EXERCISE:
Starting with the first line of the data that follows, transcribe every line verbatim until the line containing "box: [260, 50, 535, 100]" has been transcribed.

++++ PROVIDED DATA ++++

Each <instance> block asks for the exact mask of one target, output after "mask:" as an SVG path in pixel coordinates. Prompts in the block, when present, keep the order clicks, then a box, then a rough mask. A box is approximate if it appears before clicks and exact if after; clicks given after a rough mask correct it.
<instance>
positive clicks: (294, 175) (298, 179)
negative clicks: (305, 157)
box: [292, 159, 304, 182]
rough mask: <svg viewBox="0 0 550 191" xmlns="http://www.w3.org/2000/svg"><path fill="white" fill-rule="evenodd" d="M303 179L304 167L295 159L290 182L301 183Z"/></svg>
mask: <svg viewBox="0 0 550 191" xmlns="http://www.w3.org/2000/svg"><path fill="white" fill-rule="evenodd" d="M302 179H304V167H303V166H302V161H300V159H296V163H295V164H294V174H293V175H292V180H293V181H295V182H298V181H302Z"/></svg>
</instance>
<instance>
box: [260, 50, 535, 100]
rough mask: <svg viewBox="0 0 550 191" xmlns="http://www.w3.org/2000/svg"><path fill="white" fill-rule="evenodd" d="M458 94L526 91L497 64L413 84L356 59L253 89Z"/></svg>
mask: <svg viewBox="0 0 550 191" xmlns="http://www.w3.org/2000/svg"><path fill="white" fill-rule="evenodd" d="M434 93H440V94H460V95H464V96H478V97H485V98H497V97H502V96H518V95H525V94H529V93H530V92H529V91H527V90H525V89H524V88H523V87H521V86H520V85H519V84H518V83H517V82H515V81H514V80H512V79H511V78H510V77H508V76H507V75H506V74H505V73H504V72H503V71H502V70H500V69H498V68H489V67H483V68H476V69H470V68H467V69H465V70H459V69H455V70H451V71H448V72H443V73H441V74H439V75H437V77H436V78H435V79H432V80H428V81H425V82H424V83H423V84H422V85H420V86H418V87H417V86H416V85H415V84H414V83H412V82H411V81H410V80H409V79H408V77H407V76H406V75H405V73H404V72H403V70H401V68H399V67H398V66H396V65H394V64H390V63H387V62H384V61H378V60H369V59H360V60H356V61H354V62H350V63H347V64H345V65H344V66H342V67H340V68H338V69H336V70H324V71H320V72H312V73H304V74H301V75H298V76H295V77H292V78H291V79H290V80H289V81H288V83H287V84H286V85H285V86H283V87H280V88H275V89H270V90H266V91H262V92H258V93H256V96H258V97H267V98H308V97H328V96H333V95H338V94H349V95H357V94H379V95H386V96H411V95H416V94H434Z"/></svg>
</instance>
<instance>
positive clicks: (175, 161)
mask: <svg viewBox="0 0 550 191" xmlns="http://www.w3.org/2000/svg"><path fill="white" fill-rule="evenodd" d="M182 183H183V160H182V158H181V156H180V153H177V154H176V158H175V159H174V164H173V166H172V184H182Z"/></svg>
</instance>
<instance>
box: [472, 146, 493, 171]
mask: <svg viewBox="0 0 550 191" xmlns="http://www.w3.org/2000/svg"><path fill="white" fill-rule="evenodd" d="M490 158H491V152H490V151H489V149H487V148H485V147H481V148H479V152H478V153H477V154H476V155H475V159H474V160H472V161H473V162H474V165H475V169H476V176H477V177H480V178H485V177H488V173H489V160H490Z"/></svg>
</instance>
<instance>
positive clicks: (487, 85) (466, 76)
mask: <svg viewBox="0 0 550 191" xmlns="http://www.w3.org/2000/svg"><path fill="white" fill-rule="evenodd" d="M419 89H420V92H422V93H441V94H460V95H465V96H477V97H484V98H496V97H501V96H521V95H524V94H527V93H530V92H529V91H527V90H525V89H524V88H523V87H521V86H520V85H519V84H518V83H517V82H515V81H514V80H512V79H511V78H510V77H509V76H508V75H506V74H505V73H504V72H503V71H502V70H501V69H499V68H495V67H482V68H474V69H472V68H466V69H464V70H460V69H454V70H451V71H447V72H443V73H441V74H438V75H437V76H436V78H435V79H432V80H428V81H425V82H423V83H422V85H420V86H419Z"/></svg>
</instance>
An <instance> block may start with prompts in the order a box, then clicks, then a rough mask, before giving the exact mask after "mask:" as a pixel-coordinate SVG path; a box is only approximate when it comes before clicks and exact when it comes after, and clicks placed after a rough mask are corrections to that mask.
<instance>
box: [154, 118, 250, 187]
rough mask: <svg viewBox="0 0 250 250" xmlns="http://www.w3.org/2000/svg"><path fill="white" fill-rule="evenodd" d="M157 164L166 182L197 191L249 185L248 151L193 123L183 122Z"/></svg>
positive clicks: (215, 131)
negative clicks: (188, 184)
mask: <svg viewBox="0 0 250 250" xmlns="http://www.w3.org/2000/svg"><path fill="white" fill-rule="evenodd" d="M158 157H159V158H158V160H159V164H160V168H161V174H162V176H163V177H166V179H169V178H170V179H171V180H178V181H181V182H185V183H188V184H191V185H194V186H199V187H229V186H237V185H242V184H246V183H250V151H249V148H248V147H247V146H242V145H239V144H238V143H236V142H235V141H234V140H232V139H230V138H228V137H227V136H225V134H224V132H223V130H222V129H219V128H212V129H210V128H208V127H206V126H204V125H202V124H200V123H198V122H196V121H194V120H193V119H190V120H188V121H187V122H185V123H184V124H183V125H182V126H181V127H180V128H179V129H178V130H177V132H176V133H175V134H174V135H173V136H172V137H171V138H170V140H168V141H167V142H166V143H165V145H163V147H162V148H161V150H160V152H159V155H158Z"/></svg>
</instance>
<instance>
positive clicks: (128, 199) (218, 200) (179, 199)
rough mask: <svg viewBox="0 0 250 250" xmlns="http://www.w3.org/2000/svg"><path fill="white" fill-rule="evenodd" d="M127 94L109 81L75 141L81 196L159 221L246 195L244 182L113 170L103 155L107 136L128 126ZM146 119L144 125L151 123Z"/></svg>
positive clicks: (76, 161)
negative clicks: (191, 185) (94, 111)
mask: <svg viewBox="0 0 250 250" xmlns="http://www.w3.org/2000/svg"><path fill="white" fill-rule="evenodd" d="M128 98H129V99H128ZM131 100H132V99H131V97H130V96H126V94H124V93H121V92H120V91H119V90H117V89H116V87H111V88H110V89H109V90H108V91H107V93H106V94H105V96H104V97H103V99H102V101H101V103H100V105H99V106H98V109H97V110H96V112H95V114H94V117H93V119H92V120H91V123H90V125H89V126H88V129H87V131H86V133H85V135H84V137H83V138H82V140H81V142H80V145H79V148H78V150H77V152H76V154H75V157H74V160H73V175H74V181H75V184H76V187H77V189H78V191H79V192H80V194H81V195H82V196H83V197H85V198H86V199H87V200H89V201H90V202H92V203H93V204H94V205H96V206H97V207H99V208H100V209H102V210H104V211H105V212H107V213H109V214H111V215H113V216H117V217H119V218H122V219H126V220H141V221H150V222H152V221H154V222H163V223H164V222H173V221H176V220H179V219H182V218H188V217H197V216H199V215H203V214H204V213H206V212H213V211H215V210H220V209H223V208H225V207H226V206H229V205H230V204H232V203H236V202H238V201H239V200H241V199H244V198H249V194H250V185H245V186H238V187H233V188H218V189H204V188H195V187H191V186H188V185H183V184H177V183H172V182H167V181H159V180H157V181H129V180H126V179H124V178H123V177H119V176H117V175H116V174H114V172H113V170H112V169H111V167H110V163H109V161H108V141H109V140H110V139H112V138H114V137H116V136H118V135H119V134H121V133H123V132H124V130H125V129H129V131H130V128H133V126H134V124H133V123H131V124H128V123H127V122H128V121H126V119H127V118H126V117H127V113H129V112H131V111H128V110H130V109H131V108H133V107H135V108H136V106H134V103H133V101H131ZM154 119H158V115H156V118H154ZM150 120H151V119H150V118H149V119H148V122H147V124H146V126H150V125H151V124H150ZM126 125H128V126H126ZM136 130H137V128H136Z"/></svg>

++++

ANSWER TO THIS PROBLEM:
Each <instance> block asks for the exact mask of one target, output after "mask:" as an SVG path in pixel coordinates. Prompts in the block, when present, keep the order clicks, then a box, then a rough mask. A box is approximate if it appears before clicks and exact if after; clicks given after a rough mask correct it.
<instance>
positive clicks: (294, 175) (298, 179)
negative clicks: (305, 157)
box: [292, 159, 304, 182]
rough mask: <svg viewBox="0 0 550 191" xmlns="http://www.w3.org/2000/svg"><path fill="white" fill-rule="evenodd" d="M303 179L304 167L295 159L290 182L301 183Z"/></svg>
mask: <svg viewBox="0 0 550 191" xmlns="http://www.w3.org/2000/svg"><path fill="white" fill-rule="evenodd" d="M302 179H304V167H303V166H302V161H300V159H296V163H295V164H294V174H293V175H292V180H293V181H295V182H298V181H302Z"/></svg>
</instance>
<instance>
box: [260, 50, 535, 100]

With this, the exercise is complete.